Selected text:
##########

3.50pm:
Polling time has been extended until 8pm (4.30pmBST) AP confirmed, in another sign of the huge turnout.
3.35pm:
The Ahmadinejad camp claims their man is winning.
"Based on the evaluation of Ahmadinejad's position he is ahead ... with 60% of the votes and we are certain that the election will end in the first round in his favour," Ali Asghar Zarei told Mehr News Agency, according to Reuters.
3.30pm:
The polls should now have closed, but there are reports that voting has again be extending. An anonymous blogger posting on Bazar Dispatch says it took some friends up to two hours to vote.
The posts says:
Today temperature in Tehran rise to 90 F (32'C), warmer than all days before, and yet people were and are standing long lines in shade and under blazing sun. It is an odd image of Tehran: quiet streets, deserted shopping centers and yet crowded mosques, high schools, schools and colleges. It is election day.
An unprecedented number of voters are casting their vote today. The stations were and are packed with lines coming out of the building and going around the corner.
The individuals waiting in them are from all walks of life, there are Chador wearing women, young ladies wearing the latest fashion and make up, there are old people walking with cane and there are young students with their notes and textbooks in their hands, it is a long wait.
One voted told me he and his sister waited for 2 hours and half to cast their votes. There is an air of a united people present that makes one feel romantic.
I voted in Al-Zahra University station in Vanak Village, it took me 45 minutes waiting time. Most people around me were voting for Mr. Mousavi.
With number present today, one wonders if this is going to be a landslide.
3.15pm:
Voting has been extended by one hour Reuters reports. The polls will close in 15 minutes at 7 pm (3.30 BST) because of heavy queues at polling stations, the Interior Ministry said.
3pm:
Omid, a 28-year old English student, says many of his relatives who had
never voted before have done today - just to get rid of Ahmadinejad, writes Ian Black.

##########

Information supplied:
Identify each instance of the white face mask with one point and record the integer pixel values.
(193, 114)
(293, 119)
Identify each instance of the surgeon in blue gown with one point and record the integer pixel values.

##########

Exercise task A:
List every timestamp that heads an update in the election-day updates above.
Exercise task B:
Sum up the election-day updates in two sentences.
Exercise task C:
Pick up the election-day updates after their last sentence.

Result A:
3.50pm, 3.35pm, 3.30pm, 3.15pm, 3pm

Result B:
Polling was extended more than once because of heavy queues and a huge turnout, and a blogger in Tehran described voters from all walks of life waiting up to hours in the heat. Ahmadinejad's camp claimed he was ahead with 60% of the votes, while the blogger said most people nearby were voting for Mousavi.

Result C:
He reports visiting many polling stations in the centre and north of Tehran and insists the turnout is far larger than in 1997, when the reformist Mohammed Khatemi won a landslide victory that ushered in a period of liberalisation at home and detente abroad.
Omid's firm conclusion: a Mousavi win today - not in a second round next week. And some of his conservative friends have switched from Ahmadinejad to Rezaei after the president's embarrassing performance on the economy during their TV debate earlier this week.
Ahmadinejad's charts "explaining" his control of inflation and other indices became an instant laughing stock.
2.15pm:
There are still huge queues to vote and the candidates have had to be reminded about the elections rules on campaigning, writes Ian Black from Tehran.
The central elections committee is warning them to stay away from polling stations because their presence might imply they were still campaigning - in breach of the rules.
IRB TV reports from Shahrikord in southern Iran that lines at polling stations seem to be getting longer as the day goes on. It's the same story in Kerman, home to those wonderful fresh green pistachios.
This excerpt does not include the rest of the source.